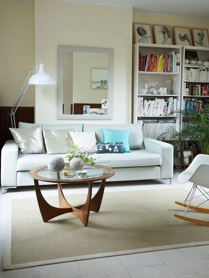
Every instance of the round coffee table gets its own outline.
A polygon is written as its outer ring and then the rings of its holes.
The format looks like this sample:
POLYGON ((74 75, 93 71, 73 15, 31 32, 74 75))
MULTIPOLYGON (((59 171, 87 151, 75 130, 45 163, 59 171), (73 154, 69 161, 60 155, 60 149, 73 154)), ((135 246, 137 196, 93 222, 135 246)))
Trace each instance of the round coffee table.
MULTIPOLYGON (((115 175, 114 170, 109 167, 97 165, 91 167, 84 165, 84 170, 88 171, 87 176, 82 178, 73 177, 62 177, 62 172, 57 173, 51 172, 47 166, 38 167, 31 170, 29 175, 34 179, 35 190, 37 200, 42 218, 44 222, 62 214, 68 212, 73 212, 86 227, 90 210, 98 212, 99 210, 103 197, 106 180, 115 175), (60 207, 51 205, 43 197, 40 189, 38 181, 57 184, 60 207), (97 192, 91 198, 92 183, 93 182, 101 181, 97 192), (89 183, 89 189, 86 201, 85 204, 75 207, 70 205, 66 200, 63 194, 61 183, 89 183)), ((71 170, 72 173, 75 174, 75 172, 71 170)))

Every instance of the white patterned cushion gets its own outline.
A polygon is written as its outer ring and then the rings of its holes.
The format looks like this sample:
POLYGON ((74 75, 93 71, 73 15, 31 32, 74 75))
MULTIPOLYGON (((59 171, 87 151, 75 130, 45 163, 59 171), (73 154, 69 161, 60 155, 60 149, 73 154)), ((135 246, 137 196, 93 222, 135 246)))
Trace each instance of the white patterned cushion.
POLYGON ((93 153, 97 150, 95 131, 89 132, 74 132, 69 131, 69 133, 74 145, 77 145, 78 147, 82 151, 93 153))

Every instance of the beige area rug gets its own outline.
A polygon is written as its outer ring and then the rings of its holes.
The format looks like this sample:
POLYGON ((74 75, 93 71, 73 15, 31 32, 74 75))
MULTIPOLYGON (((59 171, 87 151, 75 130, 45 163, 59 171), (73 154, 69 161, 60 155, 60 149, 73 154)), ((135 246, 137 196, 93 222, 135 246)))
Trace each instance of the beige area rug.
MULTIPOLYGON (((184 208, 174 202, 183 201, 188 193, 178 188, 105 193, 100 211, 90 212, 87 227, 72 213, 45 223, 36 198, 14 199, 12 221, 8 217, 6 228, 3 268, 209 244, 208 227, 174 216, 183 215, 184 208)), ((86 197, 66 198, 76 205, 86 197)), ((58 206, 58 196, 45 198, 58 206)), ((198 198, 200 203, 203 199, 198 198)), ((193 211, 188 217, 208 220, 208 215, 193 211)))

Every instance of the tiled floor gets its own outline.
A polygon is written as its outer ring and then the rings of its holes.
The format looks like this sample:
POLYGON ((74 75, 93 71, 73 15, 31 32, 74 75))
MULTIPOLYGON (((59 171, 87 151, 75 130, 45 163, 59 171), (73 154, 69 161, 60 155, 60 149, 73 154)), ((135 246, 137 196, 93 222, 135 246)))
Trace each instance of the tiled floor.
MULTIPOLYGON (((106 192, 141 190, 155 188, 182 187, 191 189, 191 184, 178 182, 179 172, 174 171, 173 184, 159 180, 107 182, 106 192)), ((99 184, 93 185, 96 192, 99 184)), ((77 185, 63 187, 65 194, 86 193, 87 185, 77 185)), ((55 185, 42 186, 44 196, 57 195, 55 185)), ((2 277, 45 278, 197 278, 209 277, 209 245, 134 254, 113 257, 48 265, 14 270, 3 270, 2 256, 4 237, 4 222, 7 205, 11 198, 35 196, 32 187, 11 189, 0 194, 0 278, 2 277)), ((194 224, 195 225, 195 224, 194 224)), ((208 230, 209 235, 209 229, 208 230)))

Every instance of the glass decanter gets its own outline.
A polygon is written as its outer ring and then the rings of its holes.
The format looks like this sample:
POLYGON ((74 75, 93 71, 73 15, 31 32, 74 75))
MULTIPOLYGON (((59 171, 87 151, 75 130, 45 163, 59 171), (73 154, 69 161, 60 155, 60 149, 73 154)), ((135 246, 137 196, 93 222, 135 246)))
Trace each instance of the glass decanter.
POLYGON ((138 83, 138 94, 140 95, 141 95, 150 94, 148 83, 145 79, 145 77, 142 77, 142 81, 138 83))

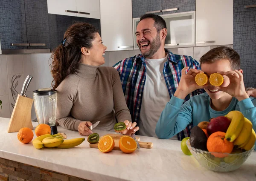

__To be done__. Rewrite all of the lines above, replacing "outline" with "contour" and keeping everything else the same. Omit the pictures.

__Task output__.
Every instance of the round coffee table gets its own contour.
A polygon is written as its outer ring and then the rings of its holes.
The format looks like this sample:
POLYGON ((74 75, 93 71, 73 15, 31 32, 74 75))
MULTIPOLYGON (((59 171, 87 151, 75 130, 45 163, 59 171), (73 154, 69 161, 60 155, 60 149, 73 154)), ((135 246, 137 196, 93 222, 135 246)))
Trace each instance of the round coffee table.
MULTIPOLYGON (((115 175, 114 170, 109 167, 97 165, 91 167, 84 165, 84 170, 88 171, 87 176, 82 178, 73 177, 62 177, 62 172, 57 173, 51 172, 47 166, 38 167, 31 170, 29 175, 34 179, 35 190, 37 200, 42 218, 44 222, 62 214, 68 212, 73 212, 86 227, 90 210, 98 212, 99 210, 103 197, 106 180, 115 175), (60 207, 51 205, 43 197, 40 189, 38 181, 57 184, 60 207), (97 192, 91 198, 92 183, 93 182, 101 181, 97 192), (89 183, 89 189, 86 201, 85 204, 75 207, 70 205, 66 200, 63 194, 61 183, 89 183)), ((71 170, 72 173, 75 174, 75 172, 71 170)))

Every instance of the white patterned cushion gets its own contour.
A polygon is written as its outer ring and then the rings of its holes.
The format looks like this sample:
POLYGON ((74 75, 93 71, 73 15, 31 32, 74 75))
MULTIPOLYGON (((59 171, 87 151, 75 130, 45 163, 59 171), (73 154, 69 161, 60 155, 60 149, 73 154)), ((135 246, 137 196, 93 222, 135 246)))
Trace each instance of the white patterned cushion.
POLYGON ((93 153, 97 150, 95 131, 89 132, 74 132, 69 131, 69 133, 74 145, 77 145, 78 147, 82 151, 93 153))

Every instance of the beige area rug gets its own contour.
A polygon is written as its outer ring and then the rings of its holes.
The format looks like this sample:
POLYGON ((74 75, 93 71, 73 15, 31 32, 74 75))
MULTIPOLYGON (((59 171, 87 151, 75 130, 45 163, 59 171), (73 154, 69 161, 60 155, 60 149, 73 154)), ((135 246, 137 196, 93 222, 135 246)))
Trace each instance of the beige area rug.
MULTIPOLYGON (((184 208, 174 202, 183 201, 188 193, 178 188, 105 193, 100 211, 90 212, 87 227, 72 213, 45 223, 36 198, 14 199, 12 221, 8 217, 6 228, 3 268, 209 244, 208 227, 174 216, 183 215, 184 208)), ((86 197, 66 198, 76 205, 86 197)), ((58 206, 58 196, 45 198, 58 206)), ((198 198, 200 203, 203 199, 198 198)), ((193 211, 188 217, 208 220, 208 215, 193 211)))

Every instance of the tiled floor gets its own contour.
A polygon is written as its outer ring and then the rings of its holes.
The format looks like this sample:
POLYGON ((74 75, 93 71, 73 15, 31 32, 74 75))
MULTIPOLYGON (((59 171, 87 151, 75 130, 45 163, 59 171), (73 154, 69 161, 60 155, 60 149, 73 154)), ((135 246, 137 196, 93 222, 135 246)))
Trace each instance of the tiled floor.
MULTIPOLYGON (((106 192, 141 190, 155 188, 182 187, 191 189, 191 184, 178 182, 179 172, 174 171, 173 184, 159 180, 107 182, 106 192)), ((99 184, 93 185, 96 192, 99 184)), ((77 185, 63 187, 65 194, 86 193, 87 185, 77 185)), ((55 185, 42 186, 44 196, 57 195, 55 185)), ((2 277, 45 278, 197 278, 209 277, 209 245, 134 254, 113 257, 48 265, 14 270, 3 270, 2 256, 4 237, 4 222, 7 205, 11 198, 35 196, 32 187, 11 189, 0 194, 0 278, 2 277)), ((194 224, 195 225, 195 224, 194 224)), ((208 230, 209 235, 209 229, 208 230)))

Every instance of the glass decanter gets its own contour.
A polygon is written as its outer ring and then the rings of its holes.
The format looks like this sample:
POLYGON ((74 75, 93 71, 73 15, 31 32, 74 75))
MULTIPOLYGON (((59 171, 87 151, 75 130, 45 163, 59 171), (73 154, 69 161, 60 155, 60 149, 73 154)), ((135 246, 137 196, 93 222, 135 246)))
Trace each instance of the glass decanter.
POLYGON ((138 83, 138 94, 140 95, 141 95, 150 94, 148 83, 145 79, 145 77, 142 77, 142 81, 138 83))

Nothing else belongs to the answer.